Work instructions => Exact repetition, please: start with the line where "Please pin the stretcher" appears and stop after the final line of the records.

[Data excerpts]
=-=-=-=-=
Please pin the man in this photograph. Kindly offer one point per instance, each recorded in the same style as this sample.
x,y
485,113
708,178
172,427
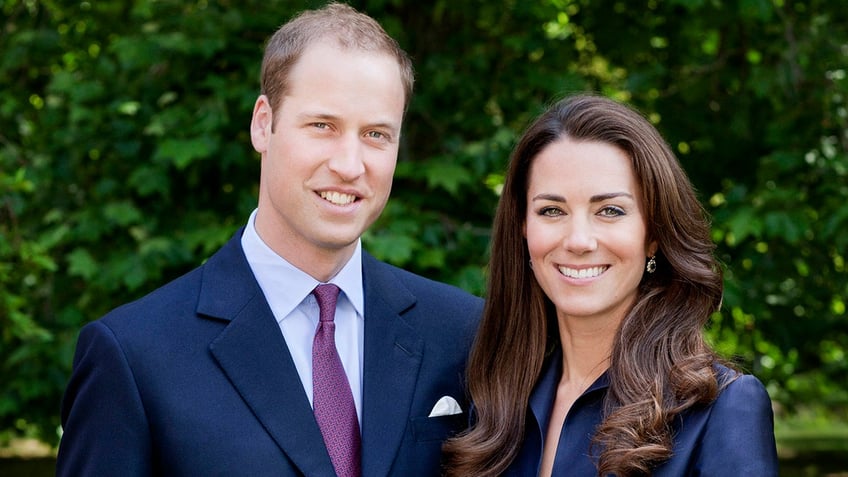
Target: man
x,y
217,372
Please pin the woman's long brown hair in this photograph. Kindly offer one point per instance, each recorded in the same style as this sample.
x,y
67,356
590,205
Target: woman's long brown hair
x,y
660,364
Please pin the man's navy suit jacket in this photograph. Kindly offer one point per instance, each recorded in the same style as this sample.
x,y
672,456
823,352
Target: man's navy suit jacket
x,y
196,379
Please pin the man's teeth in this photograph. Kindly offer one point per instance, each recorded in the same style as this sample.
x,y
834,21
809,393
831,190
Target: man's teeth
x,y
338,198
583,272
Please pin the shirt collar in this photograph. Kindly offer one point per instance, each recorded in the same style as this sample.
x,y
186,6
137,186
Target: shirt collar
x,y
291,285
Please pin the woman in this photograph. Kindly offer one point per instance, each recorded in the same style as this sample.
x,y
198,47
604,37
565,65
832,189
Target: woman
x,y
590,358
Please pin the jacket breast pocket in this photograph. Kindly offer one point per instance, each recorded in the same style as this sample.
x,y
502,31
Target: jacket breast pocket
x,y
438,428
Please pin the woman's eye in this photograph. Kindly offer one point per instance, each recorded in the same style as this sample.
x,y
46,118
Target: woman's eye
x,y
550,212
612,211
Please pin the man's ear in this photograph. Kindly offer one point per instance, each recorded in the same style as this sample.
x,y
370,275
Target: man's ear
x,y
261,123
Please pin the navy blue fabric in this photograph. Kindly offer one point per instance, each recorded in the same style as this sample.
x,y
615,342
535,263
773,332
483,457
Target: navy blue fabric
x,y
196,379
732,436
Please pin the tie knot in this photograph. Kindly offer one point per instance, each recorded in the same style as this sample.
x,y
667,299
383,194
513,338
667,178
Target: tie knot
x,y
326,295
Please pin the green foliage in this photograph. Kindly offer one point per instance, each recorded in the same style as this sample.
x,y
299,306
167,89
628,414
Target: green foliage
x,y
125,158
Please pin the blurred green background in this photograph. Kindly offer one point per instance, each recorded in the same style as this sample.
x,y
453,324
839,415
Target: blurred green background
x,y
125,161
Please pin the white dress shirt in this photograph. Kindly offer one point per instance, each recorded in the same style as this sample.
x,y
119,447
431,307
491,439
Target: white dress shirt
x,y
288,291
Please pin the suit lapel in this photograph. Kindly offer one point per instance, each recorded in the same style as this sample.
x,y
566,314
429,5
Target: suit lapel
x,y
393,355
253,354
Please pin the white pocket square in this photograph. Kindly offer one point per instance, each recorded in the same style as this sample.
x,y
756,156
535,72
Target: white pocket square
x,y
446,406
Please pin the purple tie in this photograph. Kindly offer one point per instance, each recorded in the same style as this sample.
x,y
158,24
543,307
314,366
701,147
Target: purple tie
x,y
332,400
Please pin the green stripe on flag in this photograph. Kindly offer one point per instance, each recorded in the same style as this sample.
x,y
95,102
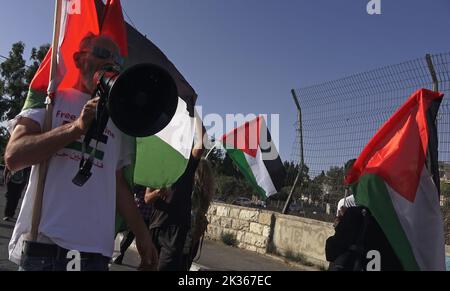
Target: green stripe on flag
x,y
35,100
371,191
238,157
158,164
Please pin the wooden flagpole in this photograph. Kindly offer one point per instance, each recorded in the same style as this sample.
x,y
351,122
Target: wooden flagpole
x,y
42,167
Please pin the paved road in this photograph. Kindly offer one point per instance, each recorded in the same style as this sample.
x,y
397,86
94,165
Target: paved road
x,y
215,256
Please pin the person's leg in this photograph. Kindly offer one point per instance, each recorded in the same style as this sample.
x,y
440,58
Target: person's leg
x,y
124,245
17,193
172,239
12,199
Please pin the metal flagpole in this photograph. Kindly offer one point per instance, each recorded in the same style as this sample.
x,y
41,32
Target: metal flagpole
x,y
42,167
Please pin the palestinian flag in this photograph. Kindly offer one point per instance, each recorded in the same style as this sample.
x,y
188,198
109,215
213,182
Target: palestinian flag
x,y
78,18
396,177
169,149
251,148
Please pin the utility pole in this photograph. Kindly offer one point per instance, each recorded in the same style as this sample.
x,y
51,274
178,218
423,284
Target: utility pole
x,y
301,165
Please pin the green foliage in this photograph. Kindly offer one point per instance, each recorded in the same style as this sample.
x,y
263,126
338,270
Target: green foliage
x,y
445,189
229,239
15,78
230,188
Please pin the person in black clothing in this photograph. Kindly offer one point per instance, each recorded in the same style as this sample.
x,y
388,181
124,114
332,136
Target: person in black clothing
x,y
357,233
146,211
171,218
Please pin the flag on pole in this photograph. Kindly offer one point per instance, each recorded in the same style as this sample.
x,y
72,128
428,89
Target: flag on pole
x,y
252,150
160,159
78,18
396,177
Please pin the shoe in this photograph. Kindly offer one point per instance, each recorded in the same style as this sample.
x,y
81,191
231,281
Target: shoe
x,y
118,260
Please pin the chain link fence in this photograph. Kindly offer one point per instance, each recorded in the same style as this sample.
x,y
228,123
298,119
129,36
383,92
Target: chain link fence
x,y
339,117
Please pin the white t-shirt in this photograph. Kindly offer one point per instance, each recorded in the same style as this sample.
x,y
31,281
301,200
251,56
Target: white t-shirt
x,y
73,217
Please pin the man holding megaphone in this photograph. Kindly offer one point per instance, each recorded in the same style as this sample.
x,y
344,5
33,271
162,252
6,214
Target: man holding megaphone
x,y
76,219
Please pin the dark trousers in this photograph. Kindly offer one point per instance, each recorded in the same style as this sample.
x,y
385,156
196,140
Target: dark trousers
x,y
169,242
128,239
13,194
40,258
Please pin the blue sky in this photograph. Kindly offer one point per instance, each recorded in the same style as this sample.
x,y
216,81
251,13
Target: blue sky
x,y
244,56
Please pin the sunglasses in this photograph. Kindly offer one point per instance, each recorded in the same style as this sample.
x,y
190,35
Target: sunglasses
x,y
104,54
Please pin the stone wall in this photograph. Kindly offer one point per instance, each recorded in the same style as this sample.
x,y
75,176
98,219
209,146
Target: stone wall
x,y
266,231
251,227
303,236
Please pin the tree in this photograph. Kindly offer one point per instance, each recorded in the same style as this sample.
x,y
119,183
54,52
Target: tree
x,y
445,190
15,78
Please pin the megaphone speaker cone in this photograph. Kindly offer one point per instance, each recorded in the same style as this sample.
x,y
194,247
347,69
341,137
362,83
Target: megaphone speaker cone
x,y
143,100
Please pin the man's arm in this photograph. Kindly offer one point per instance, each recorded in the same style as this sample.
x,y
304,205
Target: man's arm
x,y
29,146
129,211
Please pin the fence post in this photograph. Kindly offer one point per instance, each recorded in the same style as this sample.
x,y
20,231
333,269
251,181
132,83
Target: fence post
x,y
288,201
432,72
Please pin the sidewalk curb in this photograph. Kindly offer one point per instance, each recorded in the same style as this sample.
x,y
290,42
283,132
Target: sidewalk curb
x,y
197,267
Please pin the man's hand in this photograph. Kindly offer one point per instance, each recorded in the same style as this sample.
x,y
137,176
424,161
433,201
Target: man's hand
x,y
148,253
152,194
87,115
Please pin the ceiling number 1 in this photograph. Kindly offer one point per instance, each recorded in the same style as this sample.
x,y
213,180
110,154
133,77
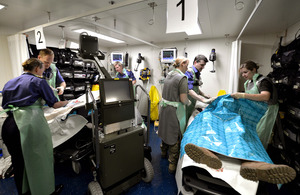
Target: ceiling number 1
x,y
182,8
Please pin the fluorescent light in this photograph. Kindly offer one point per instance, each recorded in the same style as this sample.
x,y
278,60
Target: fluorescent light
x,y
2,6
100,36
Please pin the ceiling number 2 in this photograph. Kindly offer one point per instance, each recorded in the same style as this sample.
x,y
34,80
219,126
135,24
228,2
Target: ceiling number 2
x,y
182,8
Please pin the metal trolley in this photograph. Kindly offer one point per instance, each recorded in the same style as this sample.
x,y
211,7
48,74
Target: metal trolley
x,y
119,160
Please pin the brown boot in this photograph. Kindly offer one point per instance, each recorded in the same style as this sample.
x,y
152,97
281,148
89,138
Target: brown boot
x,y
172,168
275,174
202,155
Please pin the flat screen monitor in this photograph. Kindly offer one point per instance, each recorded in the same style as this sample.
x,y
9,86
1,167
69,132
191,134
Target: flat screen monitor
x,y
168,55
117,100
116,57
88,46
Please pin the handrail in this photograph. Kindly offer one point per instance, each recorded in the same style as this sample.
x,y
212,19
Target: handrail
x,y
95,123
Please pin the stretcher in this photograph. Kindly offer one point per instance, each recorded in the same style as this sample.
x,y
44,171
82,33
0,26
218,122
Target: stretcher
x,y
192,177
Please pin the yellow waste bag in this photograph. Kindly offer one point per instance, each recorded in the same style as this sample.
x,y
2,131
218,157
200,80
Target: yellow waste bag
x,y
154,98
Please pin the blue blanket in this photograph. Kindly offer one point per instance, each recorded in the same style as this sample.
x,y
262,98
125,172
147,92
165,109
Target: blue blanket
x,y
228,126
=-=-=-=-=
Written answer =>
Please pin the stretcher in this photograph. Kindly offer one point per instance, each recorded in the same style as this sample.
x,y
44,171
82,33
0,26
218,122
Target: stretcher
x,y
192,177
Please pin the yellow waste bag in this photograph. Kindly offer one point per instance, each recorded in the same style as this sample.
x,y
2,131
218,157
200,80
Target: yellow waste bag
x,y
154,98
Please pin the blue blanket in this photograph. Kindly offer one point per instance, each recorded in the same style as this sample.
x,y
262,98
125,172
147,92
165,109
Target: blue blanket
x,y
228,126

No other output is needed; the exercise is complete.